Request.
Will you output the entries below exactly, skipping every image they contain?

══ Data supplied

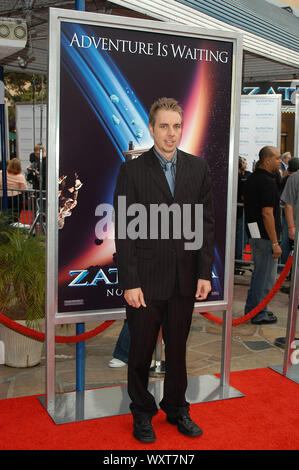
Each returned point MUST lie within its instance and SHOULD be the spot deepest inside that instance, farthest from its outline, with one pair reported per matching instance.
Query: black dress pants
(174, 315)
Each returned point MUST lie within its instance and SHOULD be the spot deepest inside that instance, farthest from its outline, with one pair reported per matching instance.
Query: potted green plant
(22, 292)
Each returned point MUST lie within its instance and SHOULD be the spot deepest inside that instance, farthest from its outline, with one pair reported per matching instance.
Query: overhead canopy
(271, 34)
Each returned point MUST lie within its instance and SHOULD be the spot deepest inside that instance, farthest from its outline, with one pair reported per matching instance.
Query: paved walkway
(252, 347)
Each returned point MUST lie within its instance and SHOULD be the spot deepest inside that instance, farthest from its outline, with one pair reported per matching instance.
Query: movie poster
(109, 77)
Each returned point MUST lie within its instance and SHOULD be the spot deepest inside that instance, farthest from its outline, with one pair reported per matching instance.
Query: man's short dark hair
(168, 104)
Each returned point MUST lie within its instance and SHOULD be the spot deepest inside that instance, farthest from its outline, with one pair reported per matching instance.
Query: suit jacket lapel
(181, 168)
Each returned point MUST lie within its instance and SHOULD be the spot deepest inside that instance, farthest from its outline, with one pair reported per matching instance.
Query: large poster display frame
(296, 143)
(57, 16)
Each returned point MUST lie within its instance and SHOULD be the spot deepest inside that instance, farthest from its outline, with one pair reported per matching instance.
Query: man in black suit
(160, 270)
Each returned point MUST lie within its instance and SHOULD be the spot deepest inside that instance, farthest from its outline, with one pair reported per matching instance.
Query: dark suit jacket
(159, 266)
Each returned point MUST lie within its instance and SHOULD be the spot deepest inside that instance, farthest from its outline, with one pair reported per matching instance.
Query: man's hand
(203, 289)
(134, 297)
(276, 250)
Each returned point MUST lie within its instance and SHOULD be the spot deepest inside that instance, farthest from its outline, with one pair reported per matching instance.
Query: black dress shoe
(143, 431)
(185, 425)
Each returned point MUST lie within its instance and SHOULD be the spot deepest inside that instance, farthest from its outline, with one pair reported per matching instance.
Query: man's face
(167, 132)
(287, 158)
(275, 161)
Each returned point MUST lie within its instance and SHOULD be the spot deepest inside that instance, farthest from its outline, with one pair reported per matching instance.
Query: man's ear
(151, 129)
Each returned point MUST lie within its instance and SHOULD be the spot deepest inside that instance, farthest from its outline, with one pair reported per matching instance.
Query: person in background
(33, 168)
(15, 180)
(293, 167)
(263, 222)
(285, 158)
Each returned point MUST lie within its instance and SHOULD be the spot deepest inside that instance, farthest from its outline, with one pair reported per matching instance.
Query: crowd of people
(18, 180)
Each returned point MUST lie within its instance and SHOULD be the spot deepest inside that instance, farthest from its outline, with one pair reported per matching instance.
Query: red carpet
(265, 419)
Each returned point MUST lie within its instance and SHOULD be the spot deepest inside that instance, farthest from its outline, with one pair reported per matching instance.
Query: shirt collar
(164, 160)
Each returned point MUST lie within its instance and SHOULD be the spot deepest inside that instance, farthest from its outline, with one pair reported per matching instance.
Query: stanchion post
(226, 347)
(80, 359)
(293, 301)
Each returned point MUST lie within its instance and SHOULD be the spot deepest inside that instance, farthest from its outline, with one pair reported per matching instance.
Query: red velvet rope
(262, 304)
(40, 336)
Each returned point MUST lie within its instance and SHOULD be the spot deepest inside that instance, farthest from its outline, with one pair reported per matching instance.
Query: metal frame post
(293, 302)
(3, 143)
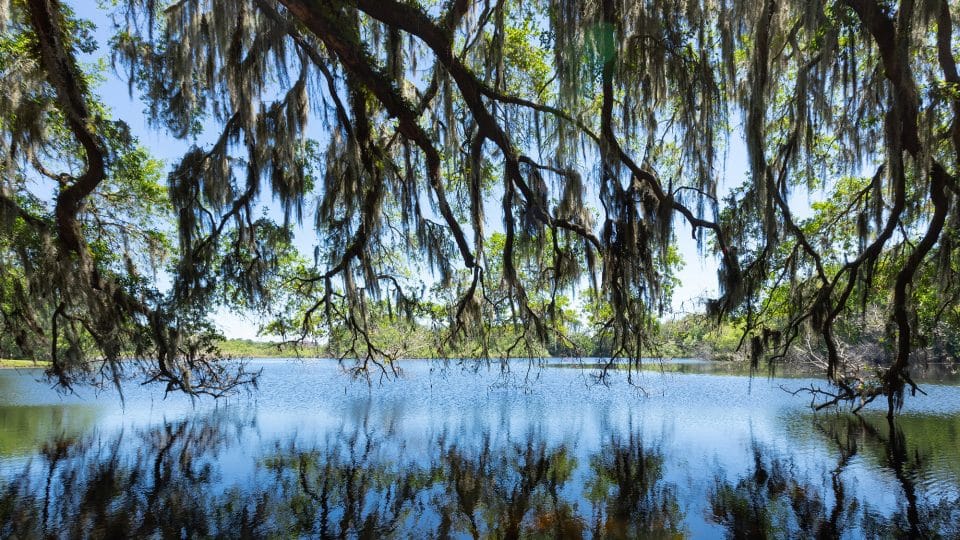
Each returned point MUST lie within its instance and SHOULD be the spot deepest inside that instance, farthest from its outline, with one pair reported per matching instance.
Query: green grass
(246, 348)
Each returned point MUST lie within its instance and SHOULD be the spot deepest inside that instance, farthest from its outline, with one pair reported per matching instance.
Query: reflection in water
(169, 486)
(24, 428)
(773, 500)
(169, 480)
(457, 455)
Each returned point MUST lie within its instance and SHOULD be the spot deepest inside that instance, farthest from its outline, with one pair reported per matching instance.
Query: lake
(467, 450)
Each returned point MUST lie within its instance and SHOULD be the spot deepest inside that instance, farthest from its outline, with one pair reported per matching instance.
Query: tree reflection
(181, 479)
(773, 500)
(629, 496)
(168, 481)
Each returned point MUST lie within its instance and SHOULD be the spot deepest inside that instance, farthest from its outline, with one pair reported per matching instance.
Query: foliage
(495, 166)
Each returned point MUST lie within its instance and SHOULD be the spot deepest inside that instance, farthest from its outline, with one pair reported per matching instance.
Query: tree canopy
(513, 151)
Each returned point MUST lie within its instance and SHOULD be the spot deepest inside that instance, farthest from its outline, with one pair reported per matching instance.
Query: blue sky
(698, 278)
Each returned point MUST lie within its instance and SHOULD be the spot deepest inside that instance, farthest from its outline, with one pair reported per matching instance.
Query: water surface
(447, 451)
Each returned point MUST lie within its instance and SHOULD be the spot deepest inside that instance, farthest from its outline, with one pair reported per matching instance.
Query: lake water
(476, 451)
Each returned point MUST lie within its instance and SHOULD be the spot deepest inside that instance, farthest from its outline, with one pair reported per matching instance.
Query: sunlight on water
(448, 451)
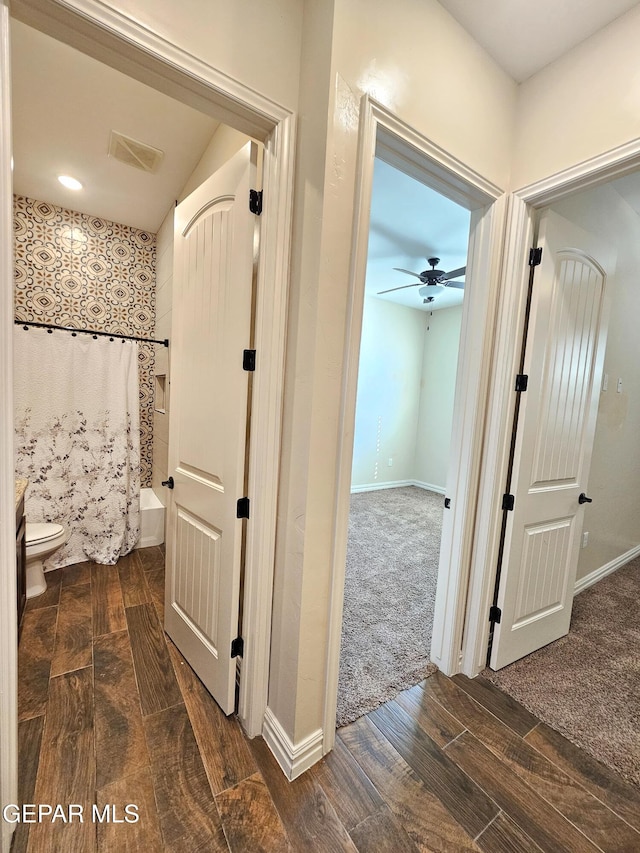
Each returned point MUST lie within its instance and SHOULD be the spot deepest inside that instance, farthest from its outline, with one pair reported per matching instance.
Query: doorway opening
(396, 144)
(408, 363)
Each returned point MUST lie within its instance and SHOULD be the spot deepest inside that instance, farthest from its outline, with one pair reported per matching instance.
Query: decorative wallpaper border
(77, 270)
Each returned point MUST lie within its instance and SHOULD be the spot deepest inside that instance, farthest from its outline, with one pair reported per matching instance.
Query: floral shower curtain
(78, 439)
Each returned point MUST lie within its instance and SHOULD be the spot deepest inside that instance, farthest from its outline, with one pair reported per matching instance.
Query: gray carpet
(587, 684)
(390, 587)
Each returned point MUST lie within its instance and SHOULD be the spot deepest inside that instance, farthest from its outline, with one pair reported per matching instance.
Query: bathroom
(99, 258)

════

Reply.
Each returned point MUST lie within its instance and SHOULD be the spot deepest inside that instance, farthest from its outline, with one pair reported per matching instance.
Query: black dress pants
(174, 315)
Each returned point MUST lie within its instance and SHOULD be the spot deepest inside that instance, farthest from its outline, with one pair reported per matching instance.
Query: potted green plant
(22, 292)
Each returned point MUST lie within its instance and SHOULD be the spot deepest inside that instance, farthest from its outline, with one pair reported per matching instance.
Query: overhead canopy
(271, 34)
Each returned point MUST lie within its instance and SHOULD be the spot deepest inside that instance, farthest from its outline, with one pair reported per matching instance.
Query: paved walkway
(252, 347)
Each returned point MUST lie within its instance and SHOULD be the spot deepest inside that instance, farthest from its outline, with one pair reported per matching instance.
Query: movie poster
(109, 77)
Each returned point MUST lie within its instance and SHOULD be the spot deepest inside that instance, farthest from its outline, with one pair reported per matching instance.
Query: man's short dark hair
(168, 104)
Each returned point MUST lie within its instance and SHOULD be the spot deepest inside that instance, farthest from its outline, with one pair reported per matching instance.
Query: suit jacket lapel
(181, 168)
Each returned point MUST lie within its instance and SHOULD be the spot deepest inside that instance, farthest from its outline, with one pair reported per matching instance.
Query: large poster display frame
(296, 143)
(57, 16)
Each returned point MUST lie within its instance and SHOULD be the spot deepest inside that instance, farthest from its outline, with one pair reported per matching instance.
Query: man in black suit
(160, 270)
Each returned point MUST lie within its instance and SHOULD be the spot deepest inside that instance, farthest from its outline, with one pair reported per matching instance.
Query: dark suit jacket
(159, 266)
Each returned point MUST lie within its instance and SHOULD be the spot deepest inside that instance, farthest from its outline, with one pair reported per matching instance.
Query: man's hand
(203, 289)
(134, 297)
(276, 250)
Each returned point MUST lie within its instance and SHOULD be the spot deepest inside that instance, farthest from its outline, with one pair reported per matching instance.
Query: black dress shoe
(143, 431)
(185, 425)
Each returned point MUST lie within its instance and SHOULD be the spot deepest inside that instance, farthest from its outline, with one pair reported per matching instance.
Query: man's face
(167, 132)
(287, 158)
(275, 161)
Each returned point MUST lie within its instance and SHOULD be the spot deepest inside that instance, farthest from its outline, with one pair reported per matching instance.
Query: man's ear
(151, 129)
Each returned point MUST lie within its instance and SHOULD be the spot deepest inside that instance, farthest from its outline, with one pair reported per matching instance.
Query: person in background
(33, 168)
(15, 180)
(293, 167)
(263, 222)
(285, 158)
Each returned point MUST lie within its instance and SHOULD be the spot deepest inside that instance, farthest from its outline, with one pair reported per matching instance.
Query: crowd of people
(18, 180)
Each returned point MUST lie within its instance and SHOULD be the spot deepest inside that instance, farthest from its outline, with one pair reported per matching instance.
Query: red carpet
(265, 419)
Each returned point MUST lie within its instance and SHOULD be the spot deepest inside that instance, farthest from its outline, with one pair reported per matching instance.
Query: shirt collar
(164, 160)
Each returned point MUST lie within its instance and SHOULD be the spot deepest inside that instance, farthest from its outline, with one pair reported per matching instance.
Query: stanchion post
(226, 347)
(80, 359)
(293, 301)
Each returned point MUST lie within its instance and SHOULD be the spot deepest inside that instance, farthest from its outline, with one pair reported per matching instance.
Query: red velvet rope
(262, 304)
(40, 336)
Each returned point MUST lie within its instance and SHOULD be the spot deepest inside that instance, farthest from its outline, with one pair reported per matching instance.
Query: metal frame post
(293, 302)
(3, 143)
Each returned point MUST lie within its instance and SHOULD be the spot deepest inside that instance, farthest from its outline, with one pair reported per matching instance.
Query: green grass
(246, 348)
Each returned point MUST lie within its instance and SHOULD be the spot deepest inside that instance, farthest from its outline, with one pair reported per matching instance.
Query: reflection in water
(169, 486)
(24, 428)
(773, 500)
(169, 480)
(457, 455)
Each returned point MUST lie within its instance and SHOULD be the spot deepest inside that instance, farthest from its outline, with one pair reported per matching instance.
Query: lake
(467, 450)
Each returned point MUST lie within its instance and SHOULD be the spot deepest inside that instance, farthest from its outline, with one pair reported per matching instance.
Query: tree reflection
(181, 479)
(773, 500)
(629, 496)
(168, 481)
Each returned point MUST lie within its instance and SHOULD be the spot deepest inside that instance, farthest from its outline, with one pair reported per matching instance.
Query: foliage
(495, 166)
Each returned point MUST lie within its instance and SHOULD be the spot deepest inside that instance, farthest from its outline, with one pair reported per matching instance.
Query: tree canopy
(513, 151)
Each returned point MUST lie within its instance and SHOULD be the spot deepest inside that instance, farthest from its outline, with one pair reported per matching instance.
Query: blue sky
(698, 278)
Each returned point MUST lie within its instance and SHOULD be the spot deepest inside that instance, farthest from its outline, with one pair reported per matching instance.
Query: water surface
(447, 451)
Each returned point MUST lie within its instance and SHOULD be the spot deepest inside that instance, farthest from its outline, with one pair reported per matching instance.
Query: lake water
(476, 451)
Each returned point MUST lie within its instance and SHOULD be the spot deepest inside that instance, farthest from its outline, with one pair reported per matching instance.
Query: sunlight on water
(448, 451)
Each returned point MUST lie within its instance and SHOULD be the spot deepest inside that instance, farthest from its outline, with one pair reported per matching instance.
Query: doorway opening
(396, 144)
(408, 363)
Each returned point MUST lie within its instance and SHOULD be the spot deepest inside that instance, farthest from its outline, with one pair reported per matching instance.
Query: decorative wallpaper border
(77, 270)
Each returned point MUST lie within its instance and SHOULD be the spot deepest inside that instance, farthest from its outline, with one pair reported per matching instance.
Query: floral shower curtain
(78, 439)
Each returned point MUST lie within its instance and SHOULD be the spot deepest inside that instance, farthest from its outline, with one pair reported per matching instance.
Query: gray carpet
(587, 684)
(390, 587)
Each returned point MUST lie within its instance and SHOULD be the spot deepest inside that instance, farthest from its outline, with one pair reported per matching instance.
Query: bathroom
(99, 258)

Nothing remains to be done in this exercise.